**할 일:** 아래 줄 가운데 "light" 단어가 들어 있는 줄이 몇 개인지 세어 숫자만 쓰세요. 대소문자를 구분합니다.

-------------------------

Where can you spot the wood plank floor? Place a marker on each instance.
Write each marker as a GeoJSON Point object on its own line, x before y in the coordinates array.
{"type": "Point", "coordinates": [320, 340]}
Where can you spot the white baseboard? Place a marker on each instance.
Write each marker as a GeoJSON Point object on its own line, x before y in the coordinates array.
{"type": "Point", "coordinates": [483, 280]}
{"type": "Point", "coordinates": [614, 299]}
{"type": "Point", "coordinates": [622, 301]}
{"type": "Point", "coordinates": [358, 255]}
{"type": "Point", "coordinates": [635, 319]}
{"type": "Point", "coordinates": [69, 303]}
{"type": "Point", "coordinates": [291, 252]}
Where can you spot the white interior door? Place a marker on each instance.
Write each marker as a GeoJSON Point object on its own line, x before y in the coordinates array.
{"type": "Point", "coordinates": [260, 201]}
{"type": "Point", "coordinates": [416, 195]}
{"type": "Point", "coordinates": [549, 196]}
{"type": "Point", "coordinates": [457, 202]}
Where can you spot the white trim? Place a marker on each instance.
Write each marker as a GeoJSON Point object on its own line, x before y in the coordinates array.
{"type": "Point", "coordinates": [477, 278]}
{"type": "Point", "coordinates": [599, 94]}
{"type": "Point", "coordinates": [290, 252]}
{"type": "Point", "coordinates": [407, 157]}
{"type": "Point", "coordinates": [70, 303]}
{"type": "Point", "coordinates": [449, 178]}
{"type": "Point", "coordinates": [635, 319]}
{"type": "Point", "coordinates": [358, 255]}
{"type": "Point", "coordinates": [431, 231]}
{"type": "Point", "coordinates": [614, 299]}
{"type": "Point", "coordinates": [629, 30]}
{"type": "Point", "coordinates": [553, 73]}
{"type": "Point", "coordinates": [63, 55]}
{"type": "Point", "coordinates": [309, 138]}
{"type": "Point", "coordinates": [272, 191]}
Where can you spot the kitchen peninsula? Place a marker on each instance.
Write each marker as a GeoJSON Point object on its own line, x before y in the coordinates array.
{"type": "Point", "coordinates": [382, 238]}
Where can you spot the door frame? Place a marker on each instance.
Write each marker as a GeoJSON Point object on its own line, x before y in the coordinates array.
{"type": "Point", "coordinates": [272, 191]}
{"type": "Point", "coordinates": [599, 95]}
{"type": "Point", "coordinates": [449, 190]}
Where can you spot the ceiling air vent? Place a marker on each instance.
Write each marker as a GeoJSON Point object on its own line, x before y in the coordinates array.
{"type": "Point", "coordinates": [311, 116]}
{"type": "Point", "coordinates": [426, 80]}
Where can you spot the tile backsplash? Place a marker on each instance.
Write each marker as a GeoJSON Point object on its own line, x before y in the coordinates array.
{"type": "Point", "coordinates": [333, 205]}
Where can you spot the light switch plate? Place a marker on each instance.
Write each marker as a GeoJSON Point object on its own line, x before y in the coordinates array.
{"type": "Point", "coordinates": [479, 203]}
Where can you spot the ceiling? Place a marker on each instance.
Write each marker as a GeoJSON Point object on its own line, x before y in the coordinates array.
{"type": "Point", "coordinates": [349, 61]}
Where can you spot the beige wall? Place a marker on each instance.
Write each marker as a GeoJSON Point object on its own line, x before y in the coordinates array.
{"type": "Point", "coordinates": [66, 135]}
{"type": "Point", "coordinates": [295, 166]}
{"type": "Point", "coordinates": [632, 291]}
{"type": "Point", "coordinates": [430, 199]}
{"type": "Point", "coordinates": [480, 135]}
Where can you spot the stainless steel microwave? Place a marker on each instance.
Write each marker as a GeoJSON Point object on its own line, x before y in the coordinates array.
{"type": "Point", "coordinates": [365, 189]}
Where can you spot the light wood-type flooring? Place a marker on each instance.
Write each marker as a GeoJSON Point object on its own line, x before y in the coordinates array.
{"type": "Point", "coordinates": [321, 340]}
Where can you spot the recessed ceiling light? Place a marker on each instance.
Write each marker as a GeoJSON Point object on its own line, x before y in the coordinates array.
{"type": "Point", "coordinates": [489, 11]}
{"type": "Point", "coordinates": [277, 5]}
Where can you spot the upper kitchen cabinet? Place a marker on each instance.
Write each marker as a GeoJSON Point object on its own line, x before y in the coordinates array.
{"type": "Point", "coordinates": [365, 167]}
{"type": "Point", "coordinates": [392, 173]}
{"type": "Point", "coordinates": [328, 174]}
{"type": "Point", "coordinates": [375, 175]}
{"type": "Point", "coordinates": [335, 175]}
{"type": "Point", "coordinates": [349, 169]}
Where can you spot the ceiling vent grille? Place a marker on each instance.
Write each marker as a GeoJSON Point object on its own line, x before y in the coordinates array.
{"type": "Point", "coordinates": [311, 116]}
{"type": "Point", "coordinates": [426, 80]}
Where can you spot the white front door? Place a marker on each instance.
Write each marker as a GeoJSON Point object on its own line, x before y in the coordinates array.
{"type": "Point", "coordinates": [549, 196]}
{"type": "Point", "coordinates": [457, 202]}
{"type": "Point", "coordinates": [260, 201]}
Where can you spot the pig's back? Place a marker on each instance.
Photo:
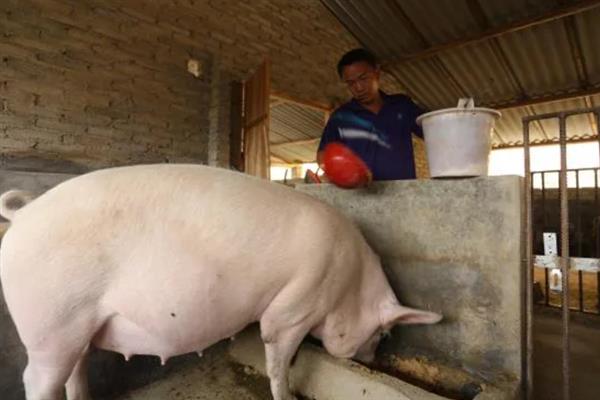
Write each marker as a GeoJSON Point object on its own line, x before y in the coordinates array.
{"type": "Point", "coordinates": [201, 243]}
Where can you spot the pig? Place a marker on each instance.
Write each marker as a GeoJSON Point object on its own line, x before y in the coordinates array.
{"type": "Point", "coordinates": [169, 259]}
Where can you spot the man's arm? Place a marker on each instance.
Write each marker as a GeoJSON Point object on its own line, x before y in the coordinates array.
{"type": "Point", "coordinates": [330, 134]}
{"type": "Point", "coordinates": [320, 158]}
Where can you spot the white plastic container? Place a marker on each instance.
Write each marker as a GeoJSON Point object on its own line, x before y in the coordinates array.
{"type": "Point", "coordinates": [458, 140]}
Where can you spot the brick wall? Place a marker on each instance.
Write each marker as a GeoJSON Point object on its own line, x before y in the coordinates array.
{"type": "Point", "coordinates": [84, 83]}
{"type": "Point", "coordinates": [420, 154]}
{"type": "Point", "coordinates": [104, 82]}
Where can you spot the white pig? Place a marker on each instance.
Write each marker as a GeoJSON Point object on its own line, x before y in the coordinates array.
{"type": "Point", "coordinates": [170, 259]}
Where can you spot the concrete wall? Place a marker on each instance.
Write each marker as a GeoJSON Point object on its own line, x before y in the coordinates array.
{"type": "Point", "coordinates": [455, 247]}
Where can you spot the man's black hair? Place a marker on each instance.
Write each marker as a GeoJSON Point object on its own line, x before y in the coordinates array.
{"type": "Point", "coordinates": [357, 55]}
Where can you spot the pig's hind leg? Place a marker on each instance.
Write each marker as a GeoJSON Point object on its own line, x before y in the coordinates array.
{"type": "Point", "coordinates": [282, 339]}
{"type": "Point", "coordinates": [77, 385]}
{"type": "Point", "coordinates": [47, 373]}
{"type": "Point", "coordinates": [57, 357]}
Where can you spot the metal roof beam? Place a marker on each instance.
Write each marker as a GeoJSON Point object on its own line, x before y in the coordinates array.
{"type": "Point", "coordinates": [295, 143]}
{"type": "Point", "coordinates": [315, 105]}
{"type": "Point", "coordinates": [552, 15]}
{"type": "Point", "coordinates": [550, 98]}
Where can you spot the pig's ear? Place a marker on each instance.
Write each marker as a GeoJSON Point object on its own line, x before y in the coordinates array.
{"type": "Point", "coordinates": [393, 314]}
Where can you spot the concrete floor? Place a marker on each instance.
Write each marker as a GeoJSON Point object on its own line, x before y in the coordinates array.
{"type": "Point", "coordinates": [217, 377]}
{"type": "Point", "coordinates": [585, 357]}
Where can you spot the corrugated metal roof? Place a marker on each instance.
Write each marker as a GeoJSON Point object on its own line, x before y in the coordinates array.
{"type": "Point", "coordinates": [588, 27]}
{"type": "Point", "coordinates": [292, 122]}
{"type": "Point", "coordinates": [296, 153]}
{"type": "Point", "coordinates": [528, 63]}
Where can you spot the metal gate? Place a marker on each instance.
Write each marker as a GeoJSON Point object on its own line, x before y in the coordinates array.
{"type": "Point", "coordinates": [562, 257]}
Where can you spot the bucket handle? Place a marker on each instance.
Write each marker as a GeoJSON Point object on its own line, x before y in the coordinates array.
{"type": "Point", "coordinates": [466, 102]}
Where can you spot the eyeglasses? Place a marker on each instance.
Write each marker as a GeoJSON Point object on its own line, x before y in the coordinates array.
{"type": "Point", "coordinates": [364, 78]}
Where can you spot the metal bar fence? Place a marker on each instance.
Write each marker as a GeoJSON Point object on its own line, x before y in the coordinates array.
{"type": "Point", "coordinates": [564, 261]}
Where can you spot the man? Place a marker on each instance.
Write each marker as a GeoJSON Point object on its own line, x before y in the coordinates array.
{"type": "Point", "coordinates": [374, 125]}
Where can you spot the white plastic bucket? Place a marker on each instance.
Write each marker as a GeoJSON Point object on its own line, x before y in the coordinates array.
{"type": "Point", "coordinates": [458, 140]}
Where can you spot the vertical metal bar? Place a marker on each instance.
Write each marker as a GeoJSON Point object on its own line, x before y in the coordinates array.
{"type": "Point", "coordinates": [528, 370]}
{"type": "Point", "coordinates": [545, 222]}
{"type": "Point", "coordinates": [597, 114]}
{"type": "Point", "coordinates": [564, 248]}
{"type": "Point", "coordinates": [597, 236]}
{"type": "Point", "coordinates": [578, 238]}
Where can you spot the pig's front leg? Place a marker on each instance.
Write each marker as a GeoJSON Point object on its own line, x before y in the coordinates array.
{"type": "Point", "coordinates": [279, 350]}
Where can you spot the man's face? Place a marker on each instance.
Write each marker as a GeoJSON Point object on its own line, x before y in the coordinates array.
{"type": "Point", "coordinates": [362, 81]}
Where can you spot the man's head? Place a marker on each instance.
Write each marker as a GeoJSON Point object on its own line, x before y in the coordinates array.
{"type": "Point", "coordinates": [360, 72]}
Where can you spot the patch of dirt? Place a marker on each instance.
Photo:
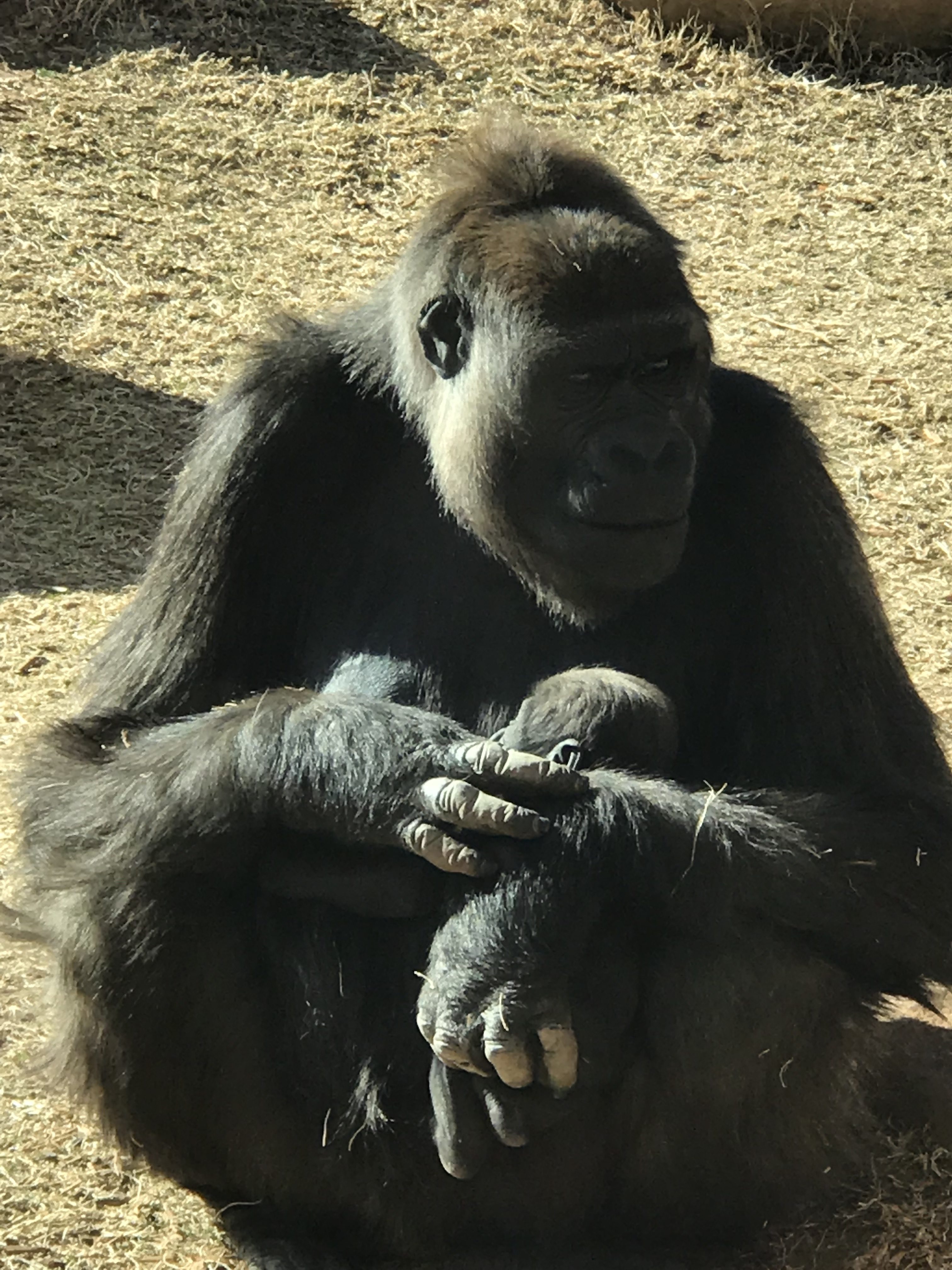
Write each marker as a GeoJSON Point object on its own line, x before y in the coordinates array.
{"type": "Point", "coordinates": [159, 201]}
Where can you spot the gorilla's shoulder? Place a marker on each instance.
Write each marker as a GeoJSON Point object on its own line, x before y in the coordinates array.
{"type": "Point", "coordinates": [738, 395]}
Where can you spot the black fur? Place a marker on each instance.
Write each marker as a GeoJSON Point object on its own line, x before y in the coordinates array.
{"type": "Point", "coordinates": [722, 933]}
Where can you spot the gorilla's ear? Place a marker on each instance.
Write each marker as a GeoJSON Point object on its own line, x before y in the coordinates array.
{"type": "Point", "coordinates": [445, 329]}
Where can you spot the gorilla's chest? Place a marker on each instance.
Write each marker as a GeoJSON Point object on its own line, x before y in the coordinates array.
{"type": "Point", "coordinates": [408, 606]}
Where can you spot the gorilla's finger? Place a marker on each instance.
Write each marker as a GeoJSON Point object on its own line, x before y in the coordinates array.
{"type": "Point", "coordinates": [454, 1052]}
{"type": "Point", "coordinates": [444, 851]}
{"type": "Point", "coordinates": [504, 1116]}
{"type": "Point", "coordinates": [488, 759]}
{"type": "Point", "coordinates": [560, 1056]}
{"type": "Point", "coordinates": [506, 1048]}
{"type": "Point", "coordinates": [469, 808]}
{"type": "Point", "coordinates": [460, 1130]}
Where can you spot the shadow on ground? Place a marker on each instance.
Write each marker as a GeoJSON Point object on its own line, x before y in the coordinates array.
{"type": "Point", "coordinates": [303, 38]}
{"type": "Point", "coordinates": [87, 461]}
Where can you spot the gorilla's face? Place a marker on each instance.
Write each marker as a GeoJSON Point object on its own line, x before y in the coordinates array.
{"type": "Point", "coordinates": [570, 446]}
{"type": "Point", "coordinates": [615, 421]}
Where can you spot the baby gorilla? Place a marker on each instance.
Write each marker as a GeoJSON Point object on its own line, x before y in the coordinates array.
{"type": "Point", "coordinates": [594, 716]}
{"type": "Point", "coordinates": [579, 718]}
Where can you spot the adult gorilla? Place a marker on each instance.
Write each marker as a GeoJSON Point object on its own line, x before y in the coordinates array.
{"type": "Point", "coordinates": [512, 459]}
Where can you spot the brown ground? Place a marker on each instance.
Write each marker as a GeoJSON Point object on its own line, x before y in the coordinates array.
{"type": "Point", "coordinates": [158, 204]}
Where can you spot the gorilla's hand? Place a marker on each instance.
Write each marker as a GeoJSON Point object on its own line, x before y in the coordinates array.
{"type": "Point", "coordinates": [517, 1030]}
{"type": "Point", "coordinates": [470, 1112]}
{"type": "Point", "coordinates": [461, 802]}
{"type": "Point", "coordinates": [391, 775]}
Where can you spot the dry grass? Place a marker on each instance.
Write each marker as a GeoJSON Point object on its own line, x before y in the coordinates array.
{"type": "Point", "coordinates": [156, 205]}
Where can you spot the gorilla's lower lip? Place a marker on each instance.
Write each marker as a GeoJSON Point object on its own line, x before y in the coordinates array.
{"type": "Point", "coordinates": [632, 528]}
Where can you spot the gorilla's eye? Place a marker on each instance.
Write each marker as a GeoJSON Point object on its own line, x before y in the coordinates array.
{"type": "Point", "coordinates": [666, 368]}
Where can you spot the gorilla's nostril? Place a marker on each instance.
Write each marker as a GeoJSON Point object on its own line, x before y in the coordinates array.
{"type": "Point", "coordinates": [672, 459]}
{"type": "Point", "coordinates": [627, 460]}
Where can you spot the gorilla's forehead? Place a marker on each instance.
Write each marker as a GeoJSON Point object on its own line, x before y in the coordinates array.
{"type": "Point", "coordinates": [612, 335]}
{"type": "Point", "coordinates": [569, 266]}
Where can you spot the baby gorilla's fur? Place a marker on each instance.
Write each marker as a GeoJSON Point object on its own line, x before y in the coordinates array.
{"type": "Point", "coordinates": [596, 716]}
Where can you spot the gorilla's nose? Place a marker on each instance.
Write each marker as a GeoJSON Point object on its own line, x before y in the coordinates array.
{"type": "Point", "coordinates": [634, 475]}
{"type": "Point", "coordinates": [647, 453]}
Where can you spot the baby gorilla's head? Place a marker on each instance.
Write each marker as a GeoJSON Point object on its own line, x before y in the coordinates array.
{"type": "Point", "coordinates": [604, 716]}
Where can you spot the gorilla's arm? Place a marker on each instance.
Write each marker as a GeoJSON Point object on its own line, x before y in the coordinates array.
{"type": "Point", "coordinates": [218, 792]}
{"type": "Point", "coordinates": [544, 968]}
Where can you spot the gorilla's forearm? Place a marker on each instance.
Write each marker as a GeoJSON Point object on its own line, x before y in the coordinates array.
{"type": "Point", "coordinates": [206, 792]}
{"type": "Point", "coordinates": [861, 881]}
{"type": "Point", "coordinates": [861, 878]}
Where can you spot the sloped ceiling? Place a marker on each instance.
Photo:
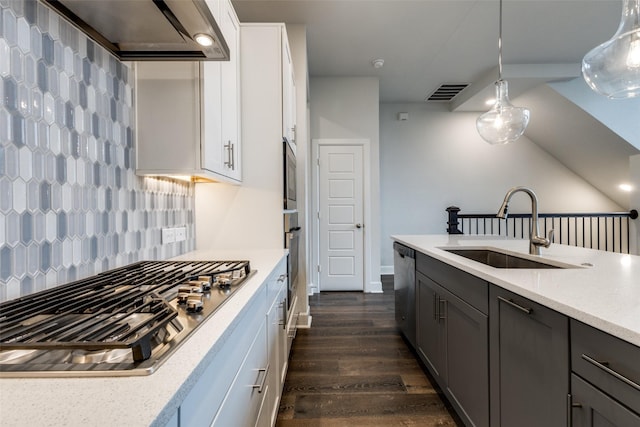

-------------------------

**정답:** 3